## Kutipan bacaan
━━━━━━━━━━━━━━━━━━━━

Keempat. Desakrasia tidak berhenti pada pengakuan terhadap desa, tetapi menuntut rekonstruksi politik dari bawah ke atas. Ini adalah agenda transformatif yang menyasar tatanan negara dan global yang saat ini meminggirkan cara hidup komunitas lokal. Mungkin nampak berlebihan. Namun jika kita membaca dengan lebih seksama naskah Pembukaan UUD’45, maka akan dapat dipahami mengapa refleksi atas formasi negara dibutuhkan. Tentu bukan untuk menambah masalah, melainkan untuk memastikan gerak negara akan melaju menuju pencapaian tujuan nasional. Dalam kerangka pikiran itulah, dimungkinkan untuk memeriksa kembali: (a) apakah relasi negara dan desa, telah merupakan relasi yang ideal, yakni relasi yang memungkinkan desa tumbuh dan berkembang sesuai dengan hak asal-usul dan seluruh potensi yang dimilikinya; (b) apakah telah dimungkinkan suatu skema subsidiaritas yang sesungguhnya, yang berarti pula suatu skema pemulihan kuasa desa untuk menentukan masa depannya berdasarkan ritme dan nilai sendiri; dan (c) apakah telah dimungkinkan suatu pembangunan ekonomi tidak dalam kerangka pasar bebas, tetapi berbasis pada relasi produksi dan distribusi yang selaras dengan ekologi lokal. Dengan ini, desakrasia wujud kesadaran akan ruang hidupnya, yakni kesadaran menolak tercerabut dari tanah, dari tempat, dan dari hidup yang utuh.

━━━━━━━━━━━━━━━━━━━━

## Tugas tertulis A
Kumpulkan semua baris dalam entri yang memuat kata "trunk".

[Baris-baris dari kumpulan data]

━━━━━━━━━━━━━━━━━━━━

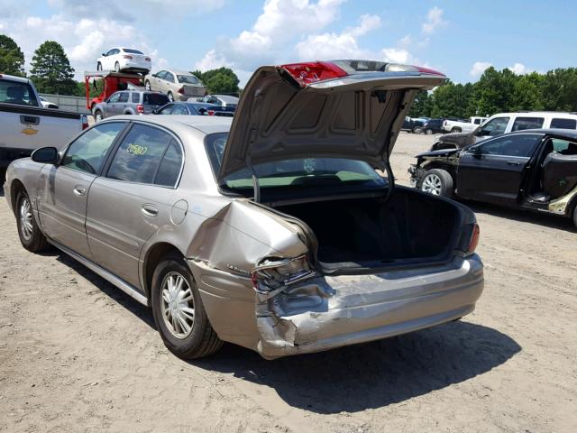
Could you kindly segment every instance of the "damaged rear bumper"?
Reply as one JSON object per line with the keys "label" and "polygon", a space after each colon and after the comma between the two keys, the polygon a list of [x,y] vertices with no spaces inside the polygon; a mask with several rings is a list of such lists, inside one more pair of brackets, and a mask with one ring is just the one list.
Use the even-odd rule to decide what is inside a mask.
{"label": "damaged rear bumper", "polygon": [[316,292],[312,299],[301,286],[257,309],[257,350],[265,358],[378,340],[462,318],[482,292],[483,271],[472,255],[434,272],[326,277],[308,286]]}

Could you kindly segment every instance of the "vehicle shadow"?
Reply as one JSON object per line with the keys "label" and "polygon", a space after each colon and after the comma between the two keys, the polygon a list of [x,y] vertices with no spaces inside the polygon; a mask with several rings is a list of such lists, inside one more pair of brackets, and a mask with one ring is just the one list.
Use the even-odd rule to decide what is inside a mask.
{"label": "vehicle shadow", "polygon": [[462,200],[462,203],[471,207],[478,214],[488,214],[493,216],[511,219],[523,223],[536,224],[545,227],[556,228],[567,232],[577,231],[571,218],[550,214],[537,214],[522,209],[510,209],[490,203],[480,203],[477,201]]}
{"label": "vehicle shadow", "polygon": [[273,388],[288,405],[316,413],[380,408],[460,383],[521,350],[512,338],[465,321],[319,354],[266,361],[226,345],[190,364]]}
{"label": "vehicle shadow", "polygon": [[[56,249],[45,254],[72,268],[155,330],[150,309]],[[508,336],[463,320],[318,354],[267,361],[224,344],[207,358],[188,361],[210,372],[272,388],[287,404],[316,413],[380,408],[460,383],[521,351]]]}
{"label": "vehicle shadow", "polygon": [[73,269],[76,272],[78,272],[82,277],[86,278],[87,281],[92,282],[97,289],[102,290],[102,292],[107,295],[109,298],[114,299],[122,305],[124,309],[128,309],[134,316],[139,318],[144,323],[146,323],[149,327],[151,327],[153,330],[156,331],[156,326],[154,324],[154,318],[152,318],[152,310],[149,308],[143,306],[137,300],[133,299],[126,293],[122,291],[117,287],[114,286],[104,278],[99,276],[97,273],[93,272],[85,265],[77,262],[69,255],[61,251],[58,250],[55,247],[52,247],[42,253],[45,255],[54,255],[57,256],[56,260],[65,264],[66,266]]}

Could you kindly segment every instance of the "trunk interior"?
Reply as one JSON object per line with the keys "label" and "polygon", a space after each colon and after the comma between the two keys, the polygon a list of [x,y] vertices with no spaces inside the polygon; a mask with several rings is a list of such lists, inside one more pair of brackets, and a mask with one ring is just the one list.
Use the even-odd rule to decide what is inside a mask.
{"label": "trunk interior", "polygon": [[328,268],[443,262],[460,226],[456,206],[399,188],[387,202],[363,198],[275,208],[308,225],[318,240],[317,259]]}

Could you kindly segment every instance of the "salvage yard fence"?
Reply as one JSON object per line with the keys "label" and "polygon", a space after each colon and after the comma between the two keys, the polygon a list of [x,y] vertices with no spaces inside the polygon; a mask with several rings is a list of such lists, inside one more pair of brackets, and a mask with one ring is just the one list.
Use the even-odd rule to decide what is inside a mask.
{"label": "salvage yard fence", "polygon": [[65,95],[50,95],[48,93],[41,93],[41,97],[47,101],[58,104],[62,111],[73,111],[82,115],[89,115],[90,110],[87,108],[86,97],[67,97]]}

━━━━━━━━━━━━━━━━━━━━

## Tugas tertulis B
Menurut kutipan tentang desakrasia, apa yang dituntut desakrasia selain pengakuan terhadap desa?

## Jawaban soal A
Could you kindly segment every instance of the "trunk interior"?
{"label": "trunk interior", "polygon": [[328,268],[443,262],[460,226],[456,206],[399,188],[387,202],[363,198],[275,208],[308,225],[318,240],[317,259]]}

## Jawaban soal B
Rekonstruksi politik dari bawah ke atas.